Problem: Copy every line of the data below word for word, leaving out the pictures.

Data rows:
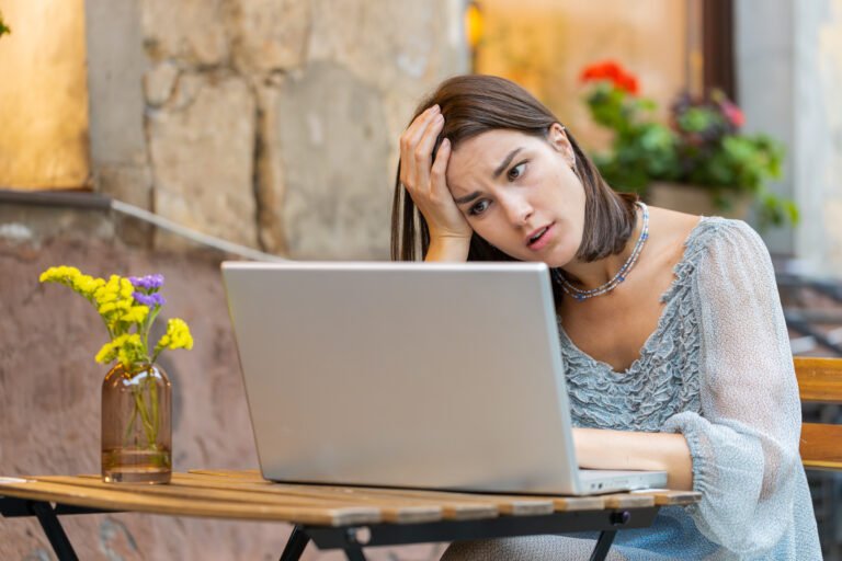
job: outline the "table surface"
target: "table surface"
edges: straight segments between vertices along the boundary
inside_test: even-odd
[[[701,500],[699,493],[690,491],[578,497],[274,483],[257,470],[174,472],[172,481],[164,485],[104,483],[100,476],[0,478],[0,495],[106,511],[331,527],[613,511],[686,505]]]

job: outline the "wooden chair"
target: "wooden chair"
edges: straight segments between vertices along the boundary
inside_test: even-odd
[[[801,403],[842,404],[842,358],[795,358]],[[804,423],[801,461],[807,469],[842,470],[842,425]]]

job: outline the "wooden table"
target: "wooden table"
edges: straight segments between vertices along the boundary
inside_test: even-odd
[[[0,514],[36,516],[60,561],[77,557],[58,516],[122,511],[293,524],[281,561],[299,559],[310,540],[357,561],[367,546],[589,530],[601,531],[591,557],[601,560],[617,530],[648,527],[659,507],[699,499],[678,491],[571,497],[282,484],[258,471],[173,473],[168,485],[103,483],[99,476],[0,478]]]

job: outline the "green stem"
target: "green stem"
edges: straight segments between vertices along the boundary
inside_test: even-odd
[[[135,430],[135,420],[137,419],[137,405],[135,405],[132,409],[132,420],[128,422],[128,426],[126,427],[126,434],[123,436],[123,443],[125,445],[128,445],[128,437],[132,436],[132,433]]]
[[[146,402],[143,396],[144,392],[139,388],[133,390],[133,392],[135,394],[135,408],[140,414],[140,422],[143,423],[144,432],[146,433],[146,439],[149,446],[152,447],[156,444],[157,435],[155,434],[155,427],[149,420],[149,412],[146,409]]]
[[[161,419],[158,414],[158,386],[157,386],[157,379],[149,377],[149,391],[151,392],[151,399],[152,399],[152,427],[155,431],[156,436],[158,435],[158,431],[161,427]]]

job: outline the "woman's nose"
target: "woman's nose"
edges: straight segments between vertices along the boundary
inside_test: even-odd
[[[505,208],[507,217],[515,226],[526,224],[533,211],[528,201],[521,196],[507,198],[503,202],[503,207]]]

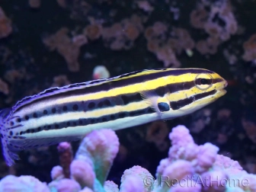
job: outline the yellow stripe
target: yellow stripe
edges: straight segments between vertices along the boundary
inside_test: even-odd
[[[76,95],[76,96],[70,96],[65,98],[59,98],[56,101],[56,104],[64,104],[69,103],[72,101],[88,101],[88,100],[96,100],[100,99],[106,97],[113,97],[119,94],[131,94],[131,93],[136,93],[142,91],[147,91],[147,90],[154,90],[161,86],[166,86],[168,85],[171,85],[174,83],[179,83],[179,82],[191,82],[194,81],[197,74],[183,74],[178,76],[167,76],[163,78],[159,78],[157,79],[149,80],[143,83],[138,83],[135,85],[130,85],[126,87],[120,87],[111,89],[108,91],[100,91],[97,93],[83,94],[83,95]],[[213,74],[213,78],[215,75]],[[118,78],[117,78],[118,79]],[[116,81],[117,81],[116,79]],[[120,79],[119,79],[120,80]]]

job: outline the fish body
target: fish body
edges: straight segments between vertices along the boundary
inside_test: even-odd
[[[21,150],[184,116],[224,95],[226,85],[210,70],[159,69],[46,89],[0,111],[3,155],[11,165]]]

Answer to this task:
job: outline the "table surface"
target: "table surface"
edges: straight segments between vertices along the boundary
inside_test: even-odd
[[[701,500],[699,493],[690,491],[578,497],[274,483],[257,470],[174,472],[172,481],[164,485],[104,483],[100,476],[0,478],[0,495],[106,511],[331,527],[613,511],[686,505]]]

job: outline the "wooden chair"
target: "wooden chair"
edges: straight segments between vertices along the boundary
inside_test: even-odd
[[[801,403],[842,404],[842,358],[795,358]],[[804,423],[801,461],[807,469],[842,470],[842,425]]]

job: outline the "wooden table"
target: "wooden table"
edges: straight segments between vertices along the boundary
inside_test: even-odd
[[[0,514],[36,516],[60,561],[77,557],[58,516],[122,511],[293,524],[281,561],[299,559],[310,540],[357,561],[367,546],[589,530],[601,531],[591,557],[601,560],[617,530],[648,527],[659,507],[699,499],[678,491],[571,497],[282,484],[258,471],[173,473],[168,485],[103,483],[99,476],[0,478]]]

job: outline the "green stem"
target: "green stem"
edges: straight segments between vertices along the boundary
inside_test: even-odd
[[[135,430],[135,420],[137,419],[137,405],[135,405],[132,409],[132,420],[128,422],[128,426],[126,427],[126,434],[123,436],[123,443],[125,445],[128,445],[128,437],[132,436],[132,433]]]
[[[146,402],[143,396],[144,392],[139,388],[133,390],[133,392],[135,394],[135,408],[140,414],[140,422],[143,423],[144,432],[146,433],[146,439],[149,446],[152,447],[156,444],[157,435],[155,434],[155,427],[149,420],[149,412],[146,409]]]
[[[161,419],[158,414],[158,386],[157,386],[157,379],[149,377],[149,391],[151,392],[151,399],[152,399],[152,427],[155,431],[156,436],[158,435],[158,431],[161,427]]]

job: outline the "woman's nose"
target: "woman's nose"
edges: straight segments between vertices along the boundary
inside_test: even-odd
[[[505,208],[507,217],[515,226],[526,224],[533,211],[528,201],[521,196],[507,198],[503,202],[503,207]]]

job: outline the yellow stripe
target: yellow stripe
edges: straight segments between vertices along the boundary
inside_test: even-odd
[[[76,95],[76,96],[70,96],[65,98],[59,98],[56,101],[56,104],[64,104],[69,103],[72,101],[88,101],[88,100],[96,100],[100,99],[106,97],[113,97],[119,94],[131,94],[131,93],[136,93],[142,91],[147,91],[147,90],[154,90],[161,86],[166,86],[168,85],[171,85],[174,83],[179,83],[179,82],[191,82],[194,81],[197,74],[183,74],[178,76],[167,76],[163,78],[159,78],[157,79],[149,80],[143,83],[138,83],[135,85],[130,85],[126,87],[120,87],[111,89],[108,91],[100,91],[97,93],[83,94],[83,95]],[[213,74],[213,78],[215,75]],[[118,78],[117,78],[118,79]],[[116,81],[117,81],[116,79]],[[120,79],[119,79],[120,80]]]

job: outline the fish body
target: fish body
edges: straight segments between vertices along the boundary
inside_test: even-odd
[[[21,150],[184,116],[224,95],[226,85],[210,70],[159,69],[46,89],[0,111],[3,155],[11,165]]]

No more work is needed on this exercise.